## OBJECTIVE A:
Using the article on the government shutdown below, decide whether each statement agrees with it: (i) the government has been temporarily shuttered 19 times since the mid-1970s; (ii) most IRS workers are deemed essential; (iii) the Department of Defense is affected by the current shutdown. Answer yes or no for each, quoting the deciding words of the article exactly.
## OBJECTIVE B:
Extend the article on the government shutdown below, picking up right after its final sentence.

## SOURCE DOCUMENT:
The partial government shutdown is in the spotlight as Democrats continue to deny President Donald Trump the $5 billion in funding to build a border wall. A close look at the battle reveals that except for some hardship for workers, the federal bureaucracy is up and running.
The shutdown also sheds light on how massive the government is and could spark debate about the difference between — and the necessity for both — “essential” and “non-essential” workers.
Reuters noted in its roundup of the shutdown impact that this is not a Trump presidency phenomenon. The government has been temporarily shuttered 19 times since the mid-1970s.
“The current shutdown has not affected three-quarters of the government, including the Department of Defense and the Postal Service, which have secure funding,” Reuters reported. “But 800,000 employees from the departments of Homeland Security and Transportation, among others, have been furloughed or are working without pay.”
The Internal Revenue Service (IRS):
At the IRS, 88 percent of the 70,000 people working are deemed non-essential. Despite the drastic reduction in its workforce, Russ Vought, acting director of the White House Office of Management and Budget (OMB), has said Americans would get their tax refunds despite the shutdown.
U.S. Department of Homeland Security (DHS)
DHS is responsible for agencies under its purview, including Immigration and Customs Enforcement (ICE), Transportation Security Administration (TSA), the Coast Guard, and the Secret Service.

## RECORDED DATA:

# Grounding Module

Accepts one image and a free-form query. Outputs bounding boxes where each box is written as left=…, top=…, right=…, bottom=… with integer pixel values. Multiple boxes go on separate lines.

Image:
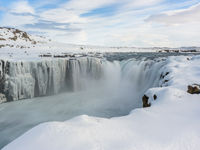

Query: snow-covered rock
left=0, top=27, right=49, bottom=49
left=3, top=56, right=200, bottom=150
left=0, top=57, right=102, bottom=101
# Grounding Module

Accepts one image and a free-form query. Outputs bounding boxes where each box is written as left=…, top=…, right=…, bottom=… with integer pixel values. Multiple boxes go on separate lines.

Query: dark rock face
left=187, top=84, right=200, bottom=94
left=142, top=95, right=151, bottom=107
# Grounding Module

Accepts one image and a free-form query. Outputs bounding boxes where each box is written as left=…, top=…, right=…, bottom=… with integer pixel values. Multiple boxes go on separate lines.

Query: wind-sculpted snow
left=0, top=57, right=101, bottom=101
left=0, top=56, right=200, bottom=150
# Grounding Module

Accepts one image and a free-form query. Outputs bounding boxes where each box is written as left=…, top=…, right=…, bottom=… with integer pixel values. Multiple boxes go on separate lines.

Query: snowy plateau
left=0, top=28, right=200, bottom=150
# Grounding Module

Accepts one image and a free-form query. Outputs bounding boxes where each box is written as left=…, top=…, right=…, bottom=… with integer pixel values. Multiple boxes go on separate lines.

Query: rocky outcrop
left=187, top=84, right=200, bottom=94
left=142, top=95, right=151, bottom=107
left=0, top=93, right=6, bottom=103
left=0, top=57, right=102, bottom=101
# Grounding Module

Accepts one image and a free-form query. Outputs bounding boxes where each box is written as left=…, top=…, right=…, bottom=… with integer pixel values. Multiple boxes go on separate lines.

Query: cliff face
left=0, top=57, right=101, bottom=101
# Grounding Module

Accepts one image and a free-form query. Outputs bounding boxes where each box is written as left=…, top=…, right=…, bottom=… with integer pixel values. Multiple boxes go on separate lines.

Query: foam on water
left=0, top=58, right=165, bottom=147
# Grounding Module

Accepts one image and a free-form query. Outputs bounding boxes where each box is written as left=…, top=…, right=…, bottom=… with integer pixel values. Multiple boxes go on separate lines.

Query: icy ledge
left=3, top=56, right=200, bottom=150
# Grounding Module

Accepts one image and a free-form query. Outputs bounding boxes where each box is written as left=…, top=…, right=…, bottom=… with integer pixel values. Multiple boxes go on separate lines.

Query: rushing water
left=0, top=53, right=198, bottom=148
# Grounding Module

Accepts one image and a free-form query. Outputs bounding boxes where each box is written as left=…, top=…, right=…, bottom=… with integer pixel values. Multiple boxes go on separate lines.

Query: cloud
left=64, top=0, right=120, bottom=14
left=10, top=0, right=35, bottom=14
left=146, top=3, right=200, bottom=25
left=40, top=8, right=86, bottom=23
left=0, top=13, right=37, bottom=27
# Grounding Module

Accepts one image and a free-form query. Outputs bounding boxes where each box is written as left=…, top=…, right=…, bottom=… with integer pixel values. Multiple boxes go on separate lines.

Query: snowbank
left=3, top=56, right=200, bottom=150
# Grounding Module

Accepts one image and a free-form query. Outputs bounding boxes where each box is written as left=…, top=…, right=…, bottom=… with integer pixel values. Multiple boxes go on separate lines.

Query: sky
left=0, top=0, right=200, bottom=47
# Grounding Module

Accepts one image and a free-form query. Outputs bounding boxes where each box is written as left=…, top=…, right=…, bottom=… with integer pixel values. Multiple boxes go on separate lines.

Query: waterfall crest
left=0, top=57, right=166, bottom=101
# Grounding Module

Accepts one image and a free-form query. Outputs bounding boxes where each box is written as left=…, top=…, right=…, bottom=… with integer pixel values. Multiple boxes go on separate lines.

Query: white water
left=0, top=58, right=164, bottom=147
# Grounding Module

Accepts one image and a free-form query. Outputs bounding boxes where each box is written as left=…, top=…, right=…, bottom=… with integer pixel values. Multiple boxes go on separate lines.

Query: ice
left=0, top=56, right=200, bottom=150
left=0, top=57, right=165, bottom=147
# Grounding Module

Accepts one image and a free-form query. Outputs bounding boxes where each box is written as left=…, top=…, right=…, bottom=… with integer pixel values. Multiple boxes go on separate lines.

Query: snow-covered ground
left=3, top=56, right=200, bottom=150
left=0, top=27, right=200, bottom=60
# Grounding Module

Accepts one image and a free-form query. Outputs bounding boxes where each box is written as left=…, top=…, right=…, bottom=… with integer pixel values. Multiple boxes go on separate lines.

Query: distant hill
left=0, top=27, right=50, bottom=48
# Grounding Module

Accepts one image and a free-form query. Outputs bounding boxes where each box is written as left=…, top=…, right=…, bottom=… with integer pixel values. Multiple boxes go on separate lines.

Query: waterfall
left=0, top=57, right=166, bottom=101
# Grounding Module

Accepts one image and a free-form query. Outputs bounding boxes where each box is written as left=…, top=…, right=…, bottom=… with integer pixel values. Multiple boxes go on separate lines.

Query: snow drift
left=3, top=56, right=200, bottom=150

## OUTPUT A:
(i) Yes: "The government has been temporarily shuttered 19 times since the mid-1970s."
(ii) No: "At the IRS, 88 percent of the 70,000 people working are deemed non-essential."
(iii) No: "The current shutdown has not affected three-quarters of the government, including the Department of Defense and the Postal Service, which have secure funding"

## OUTPUT B:
Almost all of the DHS employees — 213,000 out of 245,000 — are essential, according to the agency’s plan for operating during a government shutdown. That means they are still working but without pay until the government is fully funded.
The leftist media has generated fake news about the TSA, saying workers are calling in sick putting the flying public in particular in peril. But Reuters reported “the TSA said on Tuesday the absences were having ‘minimal impact.’”
“The agency said 4.6 percent of screeners did not show up for work on Monday, compared with 3.8 percent on the same day last year” — just over a 1 percent difference.
U.S. Department of Housing and Urban Development (HUD)
The Department of Housing and Urban Development, on the other hand, is operating with just over 300 employees, with 7,500 others furloughed because they are deemed “non-essential.”
Moreover, even with the drastic cutback at HUD, the most vulnerable populations the agency serves remain secure.
“Public housing authorities and Native American tribal housing entities are not part of the federal government and so are not required to shut down,” Reuters reported.
HUD’s contingency plans note that a prolonged shutdown could affect home sales “reversing the trend toward a strengthening market,” under the Trump administration.
U.S. Department of the Interior (DOI)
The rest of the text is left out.